Given records:
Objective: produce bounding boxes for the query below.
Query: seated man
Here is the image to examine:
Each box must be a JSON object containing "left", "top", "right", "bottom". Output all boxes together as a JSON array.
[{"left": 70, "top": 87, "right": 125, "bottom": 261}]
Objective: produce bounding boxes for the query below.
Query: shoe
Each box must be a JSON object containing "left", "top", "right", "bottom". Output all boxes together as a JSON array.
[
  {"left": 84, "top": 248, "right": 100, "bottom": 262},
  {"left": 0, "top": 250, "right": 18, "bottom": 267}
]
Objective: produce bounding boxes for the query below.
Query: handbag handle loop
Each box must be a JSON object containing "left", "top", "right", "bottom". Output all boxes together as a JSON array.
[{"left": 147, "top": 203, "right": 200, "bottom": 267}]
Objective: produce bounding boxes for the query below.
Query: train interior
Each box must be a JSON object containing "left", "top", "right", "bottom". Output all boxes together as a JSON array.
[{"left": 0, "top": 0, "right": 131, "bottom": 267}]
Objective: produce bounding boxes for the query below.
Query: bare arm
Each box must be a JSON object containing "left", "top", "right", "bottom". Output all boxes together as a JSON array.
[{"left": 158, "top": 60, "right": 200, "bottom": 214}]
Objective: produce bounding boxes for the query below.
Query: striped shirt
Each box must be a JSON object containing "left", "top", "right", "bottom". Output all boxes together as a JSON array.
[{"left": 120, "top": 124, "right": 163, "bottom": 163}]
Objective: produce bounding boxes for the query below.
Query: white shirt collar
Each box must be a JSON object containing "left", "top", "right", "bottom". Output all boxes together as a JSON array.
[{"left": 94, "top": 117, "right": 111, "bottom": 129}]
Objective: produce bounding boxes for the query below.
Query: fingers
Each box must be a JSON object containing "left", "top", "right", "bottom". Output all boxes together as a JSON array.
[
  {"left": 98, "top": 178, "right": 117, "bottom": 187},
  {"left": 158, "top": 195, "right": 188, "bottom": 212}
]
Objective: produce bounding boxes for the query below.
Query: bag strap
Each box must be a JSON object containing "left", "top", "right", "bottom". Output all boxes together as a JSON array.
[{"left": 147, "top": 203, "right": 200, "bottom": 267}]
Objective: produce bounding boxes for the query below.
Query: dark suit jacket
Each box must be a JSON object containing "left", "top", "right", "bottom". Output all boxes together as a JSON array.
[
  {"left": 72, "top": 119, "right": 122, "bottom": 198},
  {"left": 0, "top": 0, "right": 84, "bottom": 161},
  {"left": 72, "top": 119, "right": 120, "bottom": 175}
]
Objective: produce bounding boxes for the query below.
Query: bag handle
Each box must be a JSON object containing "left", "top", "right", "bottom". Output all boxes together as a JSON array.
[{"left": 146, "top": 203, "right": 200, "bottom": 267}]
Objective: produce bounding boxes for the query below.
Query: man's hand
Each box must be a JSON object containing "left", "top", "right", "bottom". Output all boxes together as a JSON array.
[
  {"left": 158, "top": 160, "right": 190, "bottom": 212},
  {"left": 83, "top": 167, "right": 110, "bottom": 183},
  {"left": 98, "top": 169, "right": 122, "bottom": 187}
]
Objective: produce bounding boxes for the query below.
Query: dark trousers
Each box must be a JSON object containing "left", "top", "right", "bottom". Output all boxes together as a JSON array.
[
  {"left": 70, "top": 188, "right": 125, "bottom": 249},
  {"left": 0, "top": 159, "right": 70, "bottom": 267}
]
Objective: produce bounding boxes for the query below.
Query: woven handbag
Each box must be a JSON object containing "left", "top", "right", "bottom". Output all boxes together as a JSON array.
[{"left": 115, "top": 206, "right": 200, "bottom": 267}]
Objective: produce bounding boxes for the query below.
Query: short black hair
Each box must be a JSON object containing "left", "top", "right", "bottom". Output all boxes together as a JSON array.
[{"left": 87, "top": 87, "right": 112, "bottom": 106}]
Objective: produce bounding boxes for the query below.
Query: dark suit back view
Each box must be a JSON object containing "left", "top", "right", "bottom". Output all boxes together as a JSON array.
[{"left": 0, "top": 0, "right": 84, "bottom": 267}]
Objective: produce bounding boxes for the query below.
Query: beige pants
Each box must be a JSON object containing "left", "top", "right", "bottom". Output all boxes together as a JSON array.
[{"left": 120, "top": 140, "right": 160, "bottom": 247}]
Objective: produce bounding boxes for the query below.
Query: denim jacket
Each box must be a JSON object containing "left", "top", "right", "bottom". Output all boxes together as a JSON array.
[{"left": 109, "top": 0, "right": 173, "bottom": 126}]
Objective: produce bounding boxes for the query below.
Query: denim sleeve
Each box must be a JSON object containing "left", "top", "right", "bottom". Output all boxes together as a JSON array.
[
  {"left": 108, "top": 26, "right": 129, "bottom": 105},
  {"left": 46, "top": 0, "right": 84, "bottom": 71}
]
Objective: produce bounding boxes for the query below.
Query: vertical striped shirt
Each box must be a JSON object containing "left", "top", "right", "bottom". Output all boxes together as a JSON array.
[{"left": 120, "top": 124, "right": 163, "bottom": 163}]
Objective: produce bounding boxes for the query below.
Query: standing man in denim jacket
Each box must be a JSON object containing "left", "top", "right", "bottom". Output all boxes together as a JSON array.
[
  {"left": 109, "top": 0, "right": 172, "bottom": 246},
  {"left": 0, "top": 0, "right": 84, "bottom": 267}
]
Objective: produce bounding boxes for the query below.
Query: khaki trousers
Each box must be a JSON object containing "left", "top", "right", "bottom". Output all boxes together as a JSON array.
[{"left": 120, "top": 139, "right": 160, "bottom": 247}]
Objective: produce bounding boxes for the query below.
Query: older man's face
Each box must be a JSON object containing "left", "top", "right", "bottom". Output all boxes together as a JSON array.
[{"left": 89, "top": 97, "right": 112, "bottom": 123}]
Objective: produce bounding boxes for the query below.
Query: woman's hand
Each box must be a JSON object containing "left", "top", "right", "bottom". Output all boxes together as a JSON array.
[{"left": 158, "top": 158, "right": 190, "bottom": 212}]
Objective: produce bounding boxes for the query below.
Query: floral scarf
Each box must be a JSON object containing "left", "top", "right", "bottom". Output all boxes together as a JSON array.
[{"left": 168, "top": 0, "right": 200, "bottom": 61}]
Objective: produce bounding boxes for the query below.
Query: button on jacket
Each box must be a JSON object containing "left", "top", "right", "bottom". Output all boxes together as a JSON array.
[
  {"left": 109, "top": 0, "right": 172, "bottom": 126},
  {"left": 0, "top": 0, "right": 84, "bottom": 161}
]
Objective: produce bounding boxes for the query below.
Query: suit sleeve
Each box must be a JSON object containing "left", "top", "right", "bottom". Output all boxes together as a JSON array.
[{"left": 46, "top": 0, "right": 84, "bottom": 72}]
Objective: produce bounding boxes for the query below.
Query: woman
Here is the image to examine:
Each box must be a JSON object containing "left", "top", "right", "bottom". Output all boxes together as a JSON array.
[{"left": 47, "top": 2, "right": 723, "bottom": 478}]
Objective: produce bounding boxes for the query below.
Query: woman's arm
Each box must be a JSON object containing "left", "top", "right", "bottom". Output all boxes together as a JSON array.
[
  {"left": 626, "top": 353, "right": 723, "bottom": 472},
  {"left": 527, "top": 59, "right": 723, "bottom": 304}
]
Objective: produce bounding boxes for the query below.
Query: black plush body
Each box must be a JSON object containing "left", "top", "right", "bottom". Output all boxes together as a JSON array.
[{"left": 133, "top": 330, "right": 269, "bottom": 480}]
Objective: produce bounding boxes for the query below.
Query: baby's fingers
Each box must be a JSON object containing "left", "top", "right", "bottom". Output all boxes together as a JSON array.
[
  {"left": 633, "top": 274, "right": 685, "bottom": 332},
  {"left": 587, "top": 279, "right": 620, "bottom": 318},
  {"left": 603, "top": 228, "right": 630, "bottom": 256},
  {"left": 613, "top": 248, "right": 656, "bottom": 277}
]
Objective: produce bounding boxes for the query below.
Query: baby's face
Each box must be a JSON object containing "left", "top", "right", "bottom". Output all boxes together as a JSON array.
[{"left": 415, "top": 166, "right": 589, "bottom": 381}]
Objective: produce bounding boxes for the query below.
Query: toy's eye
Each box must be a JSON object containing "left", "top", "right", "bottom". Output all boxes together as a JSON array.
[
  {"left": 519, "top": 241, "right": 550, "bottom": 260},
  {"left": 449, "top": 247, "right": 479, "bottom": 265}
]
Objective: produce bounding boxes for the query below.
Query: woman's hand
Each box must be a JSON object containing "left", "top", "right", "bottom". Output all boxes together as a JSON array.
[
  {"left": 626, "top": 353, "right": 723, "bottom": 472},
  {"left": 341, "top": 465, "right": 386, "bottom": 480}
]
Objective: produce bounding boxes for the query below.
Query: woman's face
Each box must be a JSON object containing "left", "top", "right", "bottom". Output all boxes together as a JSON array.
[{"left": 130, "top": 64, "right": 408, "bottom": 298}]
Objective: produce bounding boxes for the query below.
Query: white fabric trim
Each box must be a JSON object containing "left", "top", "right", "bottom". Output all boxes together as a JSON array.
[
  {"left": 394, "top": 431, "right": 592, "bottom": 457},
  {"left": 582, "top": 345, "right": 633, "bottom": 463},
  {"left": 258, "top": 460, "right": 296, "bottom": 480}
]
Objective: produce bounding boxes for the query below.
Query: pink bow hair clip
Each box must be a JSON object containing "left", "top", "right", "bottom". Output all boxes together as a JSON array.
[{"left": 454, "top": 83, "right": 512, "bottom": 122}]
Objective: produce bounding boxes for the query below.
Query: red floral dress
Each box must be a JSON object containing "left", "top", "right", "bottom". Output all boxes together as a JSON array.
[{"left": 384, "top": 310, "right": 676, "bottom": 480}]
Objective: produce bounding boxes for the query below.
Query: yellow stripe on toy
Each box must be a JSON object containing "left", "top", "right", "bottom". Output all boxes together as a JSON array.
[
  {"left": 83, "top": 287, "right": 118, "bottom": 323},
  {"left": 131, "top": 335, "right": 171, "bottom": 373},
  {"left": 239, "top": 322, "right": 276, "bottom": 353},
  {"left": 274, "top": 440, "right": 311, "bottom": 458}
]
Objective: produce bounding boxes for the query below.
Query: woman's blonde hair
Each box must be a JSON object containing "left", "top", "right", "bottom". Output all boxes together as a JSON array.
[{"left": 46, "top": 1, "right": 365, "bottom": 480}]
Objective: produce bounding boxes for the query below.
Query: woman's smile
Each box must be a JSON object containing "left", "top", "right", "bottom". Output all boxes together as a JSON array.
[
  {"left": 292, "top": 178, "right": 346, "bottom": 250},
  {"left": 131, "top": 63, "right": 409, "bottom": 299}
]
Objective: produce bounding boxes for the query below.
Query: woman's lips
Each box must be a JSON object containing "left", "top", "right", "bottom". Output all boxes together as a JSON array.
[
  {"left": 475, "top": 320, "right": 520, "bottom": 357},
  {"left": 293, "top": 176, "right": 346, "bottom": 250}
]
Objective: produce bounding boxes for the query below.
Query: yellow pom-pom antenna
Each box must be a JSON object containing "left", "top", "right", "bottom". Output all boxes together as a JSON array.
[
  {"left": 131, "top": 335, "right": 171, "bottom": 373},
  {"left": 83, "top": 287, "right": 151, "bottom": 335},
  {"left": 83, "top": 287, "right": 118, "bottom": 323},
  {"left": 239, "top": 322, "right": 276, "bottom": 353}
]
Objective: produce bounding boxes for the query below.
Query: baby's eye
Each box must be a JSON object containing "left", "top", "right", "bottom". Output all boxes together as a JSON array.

Work required: Count the lines in the records above that contain the string "striped", treating uppercase and lowercase letters as different. Give only the number.

Result below: 2